■ Short problem:
Write out every entry word for word.

Labeling and segmentation records
┌──

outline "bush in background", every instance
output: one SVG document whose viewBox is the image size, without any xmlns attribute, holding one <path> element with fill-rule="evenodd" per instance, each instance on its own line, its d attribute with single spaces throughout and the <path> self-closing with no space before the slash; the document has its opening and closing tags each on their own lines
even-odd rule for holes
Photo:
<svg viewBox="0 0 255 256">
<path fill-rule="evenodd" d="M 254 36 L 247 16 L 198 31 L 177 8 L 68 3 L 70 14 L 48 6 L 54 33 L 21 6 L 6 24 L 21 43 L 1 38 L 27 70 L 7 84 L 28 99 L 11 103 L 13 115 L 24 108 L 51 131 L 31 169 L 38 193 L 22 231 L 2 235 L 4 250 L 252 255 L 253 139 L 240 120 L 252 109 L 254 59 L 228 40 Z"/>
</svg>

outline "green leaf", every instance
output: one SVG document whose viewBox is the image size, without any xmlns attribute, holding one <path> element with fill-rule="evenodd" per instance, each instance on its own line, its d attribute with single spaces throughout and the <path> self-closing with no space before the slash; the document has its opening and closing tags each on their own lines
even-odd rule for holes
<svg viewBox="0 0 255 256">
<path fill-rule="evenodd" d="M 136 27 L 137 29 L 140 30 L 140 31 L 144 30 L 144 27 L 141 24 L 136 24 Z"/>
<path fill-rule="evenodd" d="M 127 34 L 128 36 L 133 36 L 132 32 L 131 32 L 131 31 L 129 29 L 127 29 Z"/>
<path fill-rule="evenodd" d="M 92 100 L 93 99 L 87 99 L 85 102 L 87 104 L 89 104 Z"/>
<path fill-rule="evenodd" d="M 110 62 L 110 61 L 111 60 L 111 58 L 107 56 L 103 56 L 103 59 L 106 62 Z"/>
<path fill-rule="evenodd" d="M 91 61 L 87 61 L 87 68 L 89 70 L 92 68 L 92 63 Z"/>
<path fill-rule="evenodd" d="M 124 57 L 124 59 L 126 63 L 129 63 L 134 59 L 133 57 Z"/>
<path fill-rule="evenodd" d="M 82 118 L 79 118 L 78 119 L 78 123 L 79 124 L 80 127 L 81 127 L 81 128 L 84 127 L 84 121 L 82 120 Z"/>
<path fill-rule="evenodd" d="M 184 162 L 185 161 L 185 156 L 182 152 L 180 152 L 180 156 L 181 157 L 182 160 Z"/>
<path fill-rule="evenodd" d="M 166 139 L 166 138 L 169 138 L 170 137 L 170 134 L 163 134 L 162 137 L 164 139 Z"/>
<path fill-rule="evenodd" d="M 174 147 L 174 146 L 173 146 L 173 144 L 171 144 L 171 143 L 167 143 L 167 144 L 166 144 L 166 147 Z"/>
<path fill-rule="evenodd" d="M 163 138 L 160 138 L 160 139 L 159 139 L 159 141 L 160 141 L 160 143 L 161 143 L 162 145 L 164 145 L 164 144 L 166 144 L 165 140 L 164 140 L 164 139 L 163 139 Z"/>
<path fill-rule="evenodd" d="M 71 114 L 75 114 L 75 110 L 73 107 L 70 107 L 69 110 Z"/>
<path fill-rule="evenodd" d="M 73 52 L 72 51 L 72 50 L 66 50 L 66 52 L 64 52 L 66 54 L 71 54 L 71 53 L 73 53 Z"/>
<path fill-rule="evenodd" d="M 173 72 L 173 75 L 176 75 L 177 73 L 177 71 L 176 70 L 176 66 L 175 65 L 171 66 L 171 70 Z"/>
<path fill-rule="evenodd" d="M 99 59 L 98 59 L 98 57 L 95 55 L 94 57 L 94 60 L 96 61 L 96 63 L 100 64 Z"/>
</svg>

└──

■ Answer in full:
outline "bush in background", every instance
output: one SVG document whose viewBox is the image size, without any xmlns attribute, holding one <path> element with fill-rule="evenodd" per instance, each instance on its own line, its d attribute with single spaces throughout and the <path> self-closing with no space before the slash; the document has its opening and closing tags each on their own lines
even-odd rule for holes
Photo:
<svg viewBox="0 0 255 256">
<path fill-rule="evenodd" d="M 254 36 L 247 16 L 198 31 L 177 8 L 68 3 L 70 14 L 48 6 L 54 33 L 21 6 L 6 24 L 21 43 L 1 38 L 27 70 L 7 84 L 28 99 L 11 103 L 13 115 L 24 108 L 51 131 L 31 169 L 38 193 L 22 231 L 2 235 L 4 250 L 252 255 L 253 139 L 240 120 L 252 109 L 254 59 L 228 40 Z"/>
</svg>

outline "green leaf", every instance
output: one SVG document whose viewBox is the image size, without any xmlns attribute, holding one <path> element with fill-rule="evenodd" per instance, each instance on its own line, its d attribute with single spaces throughout and the <path> self-closing with no space before the slash; the document has its opening and closing tags each on their own lines
even-odd rule for holes
<svg viewBox="0 0 255 256">
<path fill-rule="evenodd" d="M 136 27 L 137 29 L 140 30 L 140 31 L 144 30 L 144 27 L 141 24 L 136 24 Z"/>
<path fill-rule="evenodd" d="M 127 34 L 128 36 L 133 36 L 132 32 L 131 32 L 131 31 L 129 29 L 127 29 Z"/>
<path fill-rule="evenodd" d="M 92 100 L 93 99 L 87 99 L 85 102 L 87 104 L 89 104 Z"/>
<path fill-rule="evenodd" d="M 110 62 L 110 61 L 111 60 L 111 58 L 107 56 L 103 56 L 103 59 L 106 62 Z"/>
<path fill-rule="evenodd" d="M 91 61 L 87 61 L 87 68 L 89 70 L 92 68 L 92 63 Z"/>
<path fill-rule="evenodd" d="M 124 57 L 124 59 L 126 63 L 129 63 L 134 59 L 133 57 Z"/>
<path fill-rule="evenodd" d="M 82 118 L 79 118 L 78 119 L 78 123 L 79 124 L 80 127 L 81 127 L 81 128 L 84 127 L 84 121 L 82 120 Z"/>
<path fill-rule="evenodd" d="M 184 162 L 185 161 L 185 156 L 182 152 L 180 152 L 180 156 L 181 157 L 182 160 Z"/>
<path fill-rule="evenodd" d="M 166 139 L 166 138 L 169 138 L 170 137 L 170 134 L 163 134 L 162 137 L 164 139 Z"/>
<path fill-rule="evenodd" d="M 174 147 L 174 146 L 173 146 L 173 144 L 171 144 L 171 143 L 167 143 L 167 144 L 166 144 L 166 147 Z"/>
<path fill-rule="evenodd" d="M 163 138 L 160 138 L 160 139 L 159 139 L 159 141 L 160 141 L 160 143 L 161 143 L 162 145 L 164 145 L 164 144 L 166 144 L 165 140 L 164 140 L 164 139 L 163 139 Z"/>
<path fill-rule="evenodd" d="M 71 114 L 75 114 L 75 110 L 73 107 L 70 107 L 69 110 Z"/>
<path fill-rule="evenodd" d="M 73 52 L 72 51 L 72 50 L 66 50 L 66 52 L 64 52 L 66 54 L 71 54 L 71 53 L 73 53 Z"/>
<path fill-rule="evenodd" d="M 173 72 L 173 75 L 176 75 L 177 73 L 177 71 L 176 70 L 176 66 L 175 65 L 171 66 L 171 70 Z"/>
<path fill-rule="evenodd" d="M 99 59 L 98 59 L 98 57 L 95 55 L 94 57 L 94 60 L 96 61 L 96 63 L 100 64 Z"/>
</svg>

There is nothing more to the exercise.